Dataset entries:
◇ ◇ ◇
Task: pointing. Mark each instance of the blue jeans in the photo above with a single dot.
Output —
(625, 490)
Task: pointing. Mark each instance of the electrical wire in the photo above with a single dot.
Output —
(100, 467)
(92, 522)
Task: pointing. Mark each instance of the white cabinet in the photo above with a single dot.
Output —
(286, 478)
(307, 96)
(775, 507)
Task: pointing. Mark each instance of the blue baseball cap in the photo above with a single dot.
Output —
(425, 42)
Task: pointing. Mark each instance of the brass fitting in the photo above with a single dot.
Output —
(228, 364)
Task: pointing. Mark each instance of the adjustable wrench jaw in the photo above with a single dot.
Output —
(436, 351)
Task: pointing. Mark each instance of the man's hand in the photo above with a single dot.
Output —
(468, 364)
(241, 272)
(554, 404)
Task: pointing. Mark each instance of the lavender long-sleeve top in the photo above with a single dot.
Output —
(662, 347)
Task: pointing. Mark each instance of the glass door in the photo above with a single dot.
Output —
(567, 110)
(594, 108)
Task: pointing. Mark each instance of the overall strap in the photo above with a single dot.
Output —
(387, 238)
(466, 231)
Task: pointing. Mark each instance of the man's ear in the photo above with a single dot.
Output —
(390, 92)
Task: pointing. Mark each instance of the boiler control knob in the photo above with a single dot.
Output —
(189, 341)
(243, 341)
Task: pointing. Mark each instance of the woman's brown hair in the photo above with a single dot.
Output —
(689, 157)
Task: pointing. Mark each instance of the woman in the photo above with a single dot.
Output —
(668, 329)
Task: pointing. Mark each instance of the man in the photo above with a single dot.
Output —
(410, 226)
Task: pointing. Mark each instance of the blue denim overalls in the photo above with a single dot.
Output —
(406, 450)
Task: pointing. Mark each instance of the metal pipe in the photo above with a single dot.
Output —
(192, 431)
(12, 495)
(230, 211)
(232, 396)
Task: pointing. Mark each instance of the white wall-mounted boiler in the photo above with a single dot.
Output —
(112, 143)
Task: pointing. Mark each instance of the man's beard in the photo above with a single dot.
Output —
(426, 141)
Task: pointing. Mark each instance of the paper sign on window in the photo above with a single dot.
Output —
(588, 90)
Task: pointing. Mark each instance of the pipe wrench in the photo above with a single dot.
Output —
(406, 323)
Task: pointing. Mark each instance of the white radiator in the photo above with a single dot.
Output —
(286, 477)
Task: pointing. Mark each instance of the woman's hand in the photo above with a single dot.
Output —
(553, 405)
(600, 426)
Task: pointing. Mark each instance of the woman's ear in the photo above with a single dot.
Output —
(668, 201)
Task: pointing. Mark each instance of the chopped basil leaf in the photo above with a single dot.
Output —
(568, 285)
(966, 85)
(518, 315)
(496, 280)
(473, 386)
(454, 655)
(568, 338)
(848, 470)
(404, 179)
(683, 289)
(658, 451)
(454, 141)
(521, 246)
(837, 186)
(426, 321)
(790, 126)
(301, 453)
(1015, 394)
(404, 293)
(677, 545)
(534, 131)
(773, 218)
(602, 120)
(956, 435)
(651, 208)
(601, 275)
◇ ◇ ◇
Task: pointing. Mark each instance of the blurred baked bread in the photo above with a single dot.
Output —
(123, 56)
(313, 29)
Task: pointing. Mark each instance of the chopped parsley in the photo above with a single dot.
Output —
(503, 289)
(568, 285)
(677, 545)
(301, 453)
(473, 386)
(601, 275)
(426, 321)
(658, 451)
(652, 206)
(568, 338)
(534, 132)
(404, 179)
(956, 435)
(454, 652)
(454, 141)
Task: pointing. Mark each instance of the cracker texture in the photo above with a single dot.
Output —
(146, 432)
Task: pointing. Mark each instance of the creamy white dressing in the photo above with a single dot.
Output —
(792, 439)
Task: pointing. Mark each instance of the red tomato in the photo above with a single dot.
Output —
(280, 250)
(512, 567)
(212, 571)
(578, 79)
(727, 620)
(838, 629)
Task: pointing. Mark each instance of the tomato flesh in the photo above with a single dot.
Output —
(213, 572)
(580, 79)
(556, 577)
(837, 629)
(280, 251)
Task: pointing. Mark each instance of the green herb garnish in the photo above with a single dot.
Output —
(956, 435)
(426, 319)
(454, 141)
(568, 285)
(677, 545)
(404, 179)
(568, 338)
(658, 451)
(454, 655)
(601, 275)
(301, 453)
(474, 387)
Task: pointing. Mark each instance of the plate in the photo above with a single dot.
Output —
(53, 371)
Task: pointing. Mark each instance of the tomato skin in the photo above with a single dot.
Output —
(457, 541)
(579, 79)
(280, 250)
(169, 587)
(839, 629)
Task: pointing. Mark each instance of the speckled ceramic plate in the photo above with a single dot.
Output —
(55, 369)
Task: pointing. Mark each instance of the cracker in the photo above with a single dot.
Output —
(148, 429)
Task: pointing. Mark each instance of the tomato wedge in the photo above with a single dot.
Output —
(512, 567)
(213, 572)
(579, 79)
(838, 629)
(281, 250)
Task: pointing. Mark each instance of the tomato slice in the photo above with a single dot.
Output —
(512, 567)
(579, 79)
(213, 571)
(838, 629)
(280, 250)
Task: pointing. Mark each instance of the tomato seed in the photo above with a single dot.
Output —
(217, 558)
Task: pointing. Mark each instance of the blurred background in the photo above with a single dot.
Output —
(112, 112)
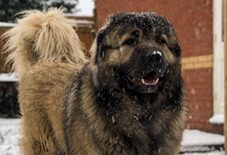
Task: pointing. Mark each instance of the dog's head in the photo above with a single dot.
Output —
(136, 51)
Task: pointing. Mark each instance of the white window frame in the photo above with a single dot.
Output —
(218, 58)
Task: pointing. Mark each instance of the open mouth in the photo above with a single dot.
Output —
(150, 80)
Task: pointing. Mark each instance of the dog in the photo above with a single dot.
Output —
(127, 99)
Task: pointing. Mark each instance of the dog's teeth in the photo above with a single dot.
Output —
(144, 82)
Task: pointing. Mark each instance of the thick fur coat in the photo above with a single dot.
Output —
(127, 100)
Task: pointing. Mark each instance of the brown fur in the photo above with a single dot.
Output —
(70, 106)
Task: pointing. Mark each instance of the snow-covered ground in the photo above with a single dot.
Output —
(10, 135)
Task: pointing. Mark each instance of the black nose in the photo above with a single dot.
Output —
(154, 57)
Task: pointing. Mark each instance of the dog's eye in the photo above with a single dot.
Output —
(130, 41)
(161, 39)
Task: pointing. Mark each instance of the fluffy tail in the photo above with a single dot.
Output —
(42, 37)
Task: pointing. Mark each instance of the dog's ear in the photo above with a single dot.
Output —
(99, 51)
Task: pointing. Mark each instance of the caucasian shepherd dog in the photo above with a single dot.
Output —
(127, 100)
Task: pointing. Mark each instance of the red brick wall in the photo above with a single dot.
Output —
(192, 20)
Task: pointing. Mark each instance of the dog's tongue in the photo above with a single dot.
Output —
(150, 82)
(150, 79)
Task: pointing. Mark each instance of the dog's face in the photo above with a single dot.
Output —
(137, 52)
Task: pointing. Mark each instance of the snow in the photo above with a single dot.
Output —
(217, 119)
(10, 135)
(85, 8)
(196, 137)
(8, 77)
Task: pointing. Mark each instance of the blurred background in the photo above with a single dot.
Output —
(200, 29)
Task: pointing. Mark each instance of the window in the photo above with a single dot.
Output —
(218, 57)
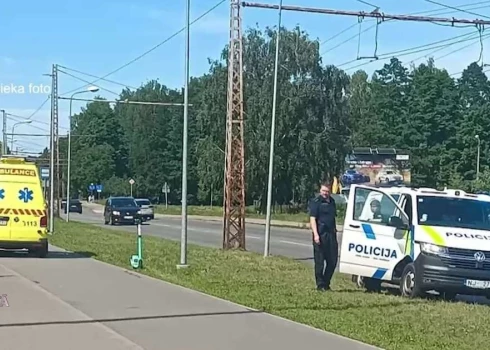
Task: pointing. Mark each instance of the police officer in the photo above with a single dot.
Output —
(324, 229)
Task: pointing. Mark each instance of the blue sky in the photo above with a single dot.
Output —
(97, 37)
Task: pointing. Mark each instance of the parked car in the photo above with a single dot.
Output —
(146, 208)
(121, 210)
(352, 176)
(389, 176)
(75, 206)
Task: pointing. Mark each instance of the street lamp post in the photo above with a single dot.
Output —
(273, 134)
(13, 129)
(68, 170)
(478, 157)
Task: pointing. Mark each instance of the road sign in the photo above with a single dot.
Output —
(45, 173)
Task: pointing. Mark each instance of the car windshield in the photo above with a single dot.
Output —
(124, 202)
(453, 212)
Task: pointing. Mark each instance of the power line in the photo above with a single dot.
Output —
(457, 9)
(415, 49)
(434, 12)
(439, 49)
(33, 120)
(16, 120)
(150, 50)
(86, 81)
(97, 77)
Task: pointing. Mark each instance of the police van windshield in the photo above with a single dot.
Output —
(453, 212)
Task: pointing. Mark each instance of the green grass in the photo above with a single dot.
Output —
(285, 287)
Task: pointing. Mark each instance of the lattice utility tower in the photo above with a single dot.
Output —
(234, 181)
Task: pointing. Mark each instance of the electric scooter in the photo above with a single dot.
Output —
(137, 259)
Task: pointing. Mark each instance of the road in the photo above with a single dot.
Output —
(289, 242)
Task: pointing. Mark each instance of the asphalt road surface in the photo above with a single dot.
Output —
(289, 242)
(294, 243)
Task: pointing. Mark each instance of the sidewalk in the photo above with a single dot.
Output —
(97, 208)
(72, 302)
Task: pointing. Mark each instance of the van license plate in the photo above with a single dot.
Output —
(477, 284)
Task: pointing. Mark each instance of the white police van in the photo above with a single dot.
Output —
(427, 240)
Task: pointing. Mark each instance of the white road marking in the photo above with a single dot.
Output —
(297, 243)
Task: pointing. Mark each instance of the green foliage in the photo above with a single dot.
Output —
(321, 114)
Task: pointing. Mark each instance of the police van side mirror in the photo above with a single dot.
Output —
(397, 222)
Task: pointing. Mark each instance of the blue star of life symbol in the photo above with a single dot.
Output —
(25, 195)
◇ ◇ ◇
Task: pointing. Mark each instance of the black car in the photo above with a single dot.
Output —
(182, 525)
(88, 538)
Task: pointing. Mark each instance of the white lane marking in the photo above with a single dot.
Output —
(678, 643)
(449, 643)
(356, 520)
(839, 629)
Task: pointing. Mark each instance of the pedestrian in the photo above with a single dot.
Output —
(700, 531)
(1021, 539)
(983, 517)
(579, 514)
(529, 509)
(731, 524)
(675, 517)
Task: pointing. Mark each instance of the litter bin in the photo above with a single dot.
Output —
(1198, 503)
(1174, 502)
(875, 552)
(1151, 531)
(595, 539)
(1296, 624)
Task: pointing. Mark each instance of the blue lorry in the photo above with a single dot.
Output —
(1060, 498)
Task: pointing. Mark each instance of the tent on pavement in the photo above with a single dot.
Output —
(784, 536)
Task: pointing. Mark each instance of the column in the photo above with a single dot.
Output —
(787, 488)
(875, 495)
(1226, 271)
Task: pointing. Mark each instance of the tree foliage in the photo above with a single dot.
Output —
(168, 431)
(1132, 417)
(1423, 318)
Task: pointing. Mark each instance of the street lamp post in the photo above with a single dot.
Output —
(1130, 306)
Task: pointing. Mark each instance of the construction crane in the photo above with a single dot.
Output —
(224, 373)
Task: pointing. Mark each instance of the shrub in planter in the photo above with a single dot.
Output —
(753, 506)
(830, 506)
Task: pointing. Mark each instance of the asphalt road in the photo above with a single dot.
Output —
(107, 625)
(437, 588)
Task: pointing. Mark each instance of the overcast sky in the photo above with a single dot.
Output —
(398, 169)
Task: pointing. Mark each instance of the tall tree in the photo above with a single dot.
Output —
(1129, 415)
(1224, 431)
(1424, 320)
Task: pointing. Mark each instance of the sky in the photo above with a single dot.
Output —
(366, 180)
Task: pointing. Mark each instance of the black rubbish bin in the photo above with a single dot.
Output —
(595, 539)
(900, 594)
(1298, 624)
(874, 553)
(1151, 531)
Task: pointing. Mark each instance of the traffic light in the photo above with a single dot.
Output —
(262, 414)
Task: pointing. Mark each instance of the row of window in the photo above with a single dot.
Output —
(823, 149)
◇ ◇ ◇
YOUR GOAL:
The word "police" may appear on some lines of these records; state how many such lines there are, and nothing else.

ANSWER FOR THIS EXERCISE:
4